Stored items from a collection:
· · ·
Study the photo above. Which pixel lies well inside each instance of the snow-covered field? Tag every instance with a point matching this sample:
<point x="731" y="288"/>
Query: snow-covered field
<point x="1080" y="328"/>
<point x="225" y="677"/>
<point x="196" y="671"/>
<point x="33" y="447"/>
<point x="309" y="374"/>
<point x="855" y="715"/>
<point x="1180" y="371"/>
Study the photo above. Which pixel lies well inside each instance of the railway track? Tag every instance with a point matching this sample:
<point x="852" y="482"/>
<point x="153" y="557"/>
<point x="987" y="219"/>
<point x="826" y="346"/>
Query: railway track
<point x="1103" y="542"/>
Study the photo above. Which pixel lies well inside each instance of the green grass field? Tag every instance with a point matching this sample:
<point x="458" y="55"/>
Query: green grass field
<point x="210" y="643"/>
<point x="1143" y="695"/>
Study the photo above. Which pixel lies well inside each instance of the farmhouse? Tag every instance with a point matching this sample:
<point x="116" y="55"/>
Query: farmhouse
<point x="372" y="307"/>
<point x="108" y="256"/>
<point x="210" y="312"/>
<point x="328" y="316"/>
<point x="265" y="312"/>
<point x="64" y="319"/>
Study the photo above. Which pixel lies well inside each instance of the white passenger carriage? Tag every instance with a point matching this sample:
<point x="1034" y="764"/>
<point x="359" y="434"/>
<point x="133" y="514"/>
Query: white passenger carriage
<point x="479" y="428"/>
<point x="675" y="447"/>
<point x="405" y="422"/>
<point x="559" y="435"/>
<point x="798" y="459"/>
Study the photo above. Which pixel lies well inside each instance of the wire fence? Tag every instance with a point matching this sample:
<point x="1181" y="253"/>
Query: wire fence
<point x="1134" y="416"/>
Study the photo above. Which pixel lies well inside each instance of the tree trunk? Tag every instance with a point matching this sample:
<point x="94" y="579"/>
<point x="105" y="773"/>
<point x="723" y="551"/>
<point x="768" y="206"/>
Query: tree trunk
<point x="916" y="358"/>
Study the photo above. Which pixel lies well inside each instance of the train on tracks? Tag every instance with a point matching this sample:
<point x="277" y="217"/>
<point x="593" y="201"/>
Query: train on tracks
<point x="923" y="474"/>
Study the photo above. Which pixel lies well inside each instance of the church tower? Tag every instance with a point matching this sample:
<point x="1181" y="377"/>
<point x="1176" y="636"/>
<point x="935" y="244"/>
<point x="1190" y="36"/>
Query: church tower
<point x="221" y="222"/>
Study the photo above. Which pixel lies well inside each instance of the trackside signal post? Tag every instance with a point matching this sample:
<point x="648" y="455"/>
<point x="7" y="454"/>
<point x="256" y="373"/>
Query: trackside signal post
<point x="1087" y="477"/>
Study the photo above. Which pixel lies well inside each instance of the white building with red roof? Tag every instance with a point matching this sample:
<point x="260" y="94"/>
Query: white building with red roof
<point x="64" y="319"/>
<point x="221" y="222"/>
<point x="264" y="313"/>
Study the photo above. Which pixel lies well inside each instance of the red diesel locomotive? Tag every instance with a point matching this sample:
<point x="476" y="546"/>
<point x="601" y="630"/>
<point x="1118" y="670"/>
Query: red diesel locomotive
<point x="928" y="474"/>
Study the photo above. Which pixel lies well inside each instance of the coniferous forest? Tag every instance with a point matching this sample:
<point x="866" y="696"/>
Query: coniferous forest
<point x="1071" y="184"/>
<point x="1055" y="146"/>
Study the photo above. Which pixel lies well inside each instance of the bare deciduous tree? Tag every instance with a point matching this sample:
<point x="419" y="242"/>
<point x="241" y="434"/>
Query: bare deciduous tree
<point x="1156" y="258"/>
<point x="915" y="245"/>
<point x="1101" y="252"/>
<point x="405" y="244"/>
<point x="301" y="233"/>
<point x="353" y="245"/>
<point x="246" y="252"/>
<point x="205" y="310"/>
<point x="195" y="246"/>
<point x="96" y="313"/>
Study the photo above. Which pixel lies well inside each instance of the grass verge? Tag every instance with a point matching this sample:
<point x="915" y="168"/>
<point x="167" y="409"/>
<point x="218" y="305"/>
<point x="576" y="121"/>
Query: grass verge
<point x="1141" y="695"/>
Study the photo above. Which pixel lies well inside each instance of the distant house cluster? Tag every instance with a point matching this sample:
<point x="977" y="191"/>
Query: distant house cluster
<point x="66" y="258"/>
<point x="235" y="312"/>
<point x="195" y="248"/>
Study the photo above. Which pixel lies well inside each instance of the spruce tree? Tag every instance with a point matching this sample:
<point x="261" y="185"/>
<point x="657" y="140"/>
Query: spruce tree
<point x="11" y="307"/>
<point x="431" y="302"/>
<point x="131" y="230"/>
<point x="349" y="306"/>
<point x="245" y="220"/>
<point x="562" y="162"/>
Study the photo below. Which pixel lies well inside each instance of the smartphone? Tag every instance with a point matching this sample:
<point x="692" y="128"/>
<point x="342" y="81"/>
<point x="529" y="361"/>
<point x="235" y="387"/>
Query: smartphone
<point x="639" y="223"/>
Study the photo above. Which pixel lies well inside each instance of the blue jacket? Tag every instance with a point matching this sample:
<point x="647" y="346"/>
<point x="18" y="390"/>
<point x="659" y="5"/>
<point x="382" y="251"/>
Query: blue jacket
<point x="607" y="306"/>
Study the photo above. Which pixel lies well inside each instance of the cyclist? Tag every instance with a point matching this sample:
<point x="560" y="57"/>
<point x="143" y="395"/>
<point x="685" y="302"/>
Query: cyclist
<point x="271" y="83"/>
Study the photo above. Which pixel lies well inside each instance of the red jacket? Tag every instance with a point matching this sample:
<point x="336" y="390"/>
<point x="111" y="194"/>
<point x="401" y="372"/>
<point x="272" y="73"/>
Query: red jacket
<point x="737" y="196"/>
· · ·
* Exercise requirements
Reproduce all of the data above verbatim, line for line, without altering anything.

* The answer
Study the photo above. Which pixel lies well inside each instance of the snow-covered field? Tag every instance with a point matching this sample:
<point x="731" y="288"/>
Query: snow-covered field
<point x="1080" y="328"/>
<point x="225" y="677"/>
<point x="196" y="671"/>
<point x="33" y="447"/>
<point x="309" y="374"/>
<point x="855" y="715"/>
<point x="1180" y="371"/>
Study the photo above. Which pixel lies well inside each instance of the railway track? Tag every instance with a point matching this sample:
<point x="852" y="482"/>
<point x="153" y="557"/>
<point x="987" y="219"/>
<point x="826" y="346"/>
Query: railway track
<point x="1103" y="542"/>
Study the photo above. Which pixel lies well inside each instance of the green grass field? Tag every instance with a point matching this sample:
<point x="458" y="55"/>
Query: green grass field
<point x="210" y="643"/>
<point x="1143" y="695"/>
Study the photo above. Which pixel lies well inside each instance of the farmhouse? Tag every instance with a point matching this sample:
<point x="116" y="55"/>
Query: farmhouse
<point x="372" y="307"/>
<point x="108" y="256"/>
<point x="210" y="312"/>
<point x="328" y="316"/>
<point x="265" y="312"/>
<point x="64" y="319"/>
Study the photo above. Which pixel lies well inside each instance of the white passenger carriage? Tag every instance with a point matching this sample:
<point x="1034" y="764"/>
<point x="359" y="434"/>
<point x="133" y="514"/>
Query: white passenger carriage
<point x="479" y="428"/>
<point x="675" y="447"/>
<point x="405" y="422"/>
<point x="559" y="435"/>
<point x="798" y="459"/>
Study the photo above. Which pixel lies well inside each instance of the wire fence? Tag every instance with a point matching this sample:
<point x="1181" y="253"/>
Query: wire fence
<point x="1134" y="416"/>
Study the photo above. Which pixel lies well inside each instance of the tree trunk? Tag every instance with a point matching this sample:
<point x="94" y="579"/>
<point x="105" y="773"/>
<point x="723" y="551"/>
<point x="768" y="206"/>
Query: tree trunk
<point x="916" y="358"/>
Study the photo above. Which pixel lies well inside each instance of the train on tracks? Tag every instance with a point matching this sample:
<point x="277" y="217"/>
<point x="593" y="201"/>
Query: train on tracks
<point x="923" y="474"/>
Study the photo above. Which pixel lies well inside each instance of the church tower? Tag every instance with a point matching this sample:
<point x="1181" y="377"/>
<point x="1176" y="636"/>
<point x="935" y="244"/>
<point x="1190" y="36"/>
Query: church tower
<point x="221" y="222"/>
Study the photo above. Which pixel lies well inside each instance of the trackside signal post? Tag every instance with a point matching this sample:
<point x="648" y="455"/>
<point x="7" y="454"/>
<point x="256" y="373"/>
Query: trackside signal post
<point x="1087" y="477"/>
Study the photo above. Which pixel lies well inside each instance of the white building with red roof? Tag every instance with a point matching this sample:
<point x="260" y="94"/>
Query: white building with red roof
<point x="64" y="319"/>
<point x="221" y="222"/>
<point x="264" y="313"/>
Study the photo above. Which pixel lies well inside each instance of the red diesel locomotive? Tag every instance with a point matching this sample:
<point x="476" y="546"/>
<point x="601" y="630"/>
<point x="1118" y="670"/>
Query: red diesel locomotive
<point x="928" y="474"/>
Study the photo above. Which pixel lies well inside each instance of the coniferous forest? Tag every instance with a point matching this sample:
<point x="866" y="696"/>
Query: coniferous forest
<point x="1071" y="184"/>
<point x="1055" y="146"/>
Study the photo above. Which pixel lies well inside each instance of the bare deciduous tree? Tag every instance with a point matching this sample:
<point x="419" y="242"/>
<point x="241" y="434"/>
Query: bare deciduous tree
<point x="1156" y="258"/>
<point x="915" y="245"/>
<point x="1101" y="252"/>
<point x="405" y="244"/>
<point x="301" y="233"/>
<point x="353" y="245"/>
<point x="246" y="252"/>
<point x="205" y="310"/>
<point x="195" y="246"/>
<point x="96" y="313"/>
Study the photo above. Which pixel lies well inside each instance of the grass verge? Tag every instance with a point matching this sample:
<point x="915" y="168"/>
<point x="167" y="409"/>
<point x="218" y="305"/>
<point x="576" y="121"/>
Query: grass verge
<point x="1141" y="695"/>
Study the photo above. Which pixel lies well inside each instance of the distant house cluster? Tag every instance with a point matching this sample:
<point x="977" y="191"/>
Query: distant house cluster
<point x="66" y="258"/>
<point x="235" y="312"/>
<point x="195" y="248"/>
Study the photo above. Which pixel lies well inside each instance of the spruce tree? Tag every instance with a point matching this sample:
<point x="261" y="185"/>
<point x="657" y="140"/>
Query: spruce tree
<point x="11" y="307"/>
<point x="431" y="302"/>
<point x="131" y="230"/>
<point x="349" y="306"/>
<point x="245" y="220"/>
<point x="562" y="162"/>
Study the photo below. Which pixel lies well inside each instance of the smartphone? Tag every instance with a point matching this sample:
<point x="692" y="128"/>
<point x="342" y="81"/>
<point x="529" y="361"/>
<point x="235" y="387"/>
Query: smartphone
<point x="639" y="223"/>
Study the photo above. Which pixel lies well inside each instance of the blue jacket? Tag every instance with a point matching this sample:
<point x="647" y="346"/>
<point x="18" y="390"/>
<point x="659" y="5"/>
<point x="382" y="251"/>
Query: blue jacket
<point x="607" y="306"/>
Study the photo above. Which pixel lies well inside each instance of the cyclist? Tag every instance with a point matching this sample:
<point x="560" y="57"/>
<point x="143" y="395"/>
<point x="685" y="302"/>
Query: cyclist
<point x="271" y="83"/>
Study the photo above. Which pixel lies well inside each instance of the red jacket? Tag every instance with a point matching this sample:
<point x="336" y="390"/>
<point x="111" y="194"/>
<point x="401" y="372"/>
<point x="272" y="73"/>
Query: red jacket
<point x="737" y="196"/>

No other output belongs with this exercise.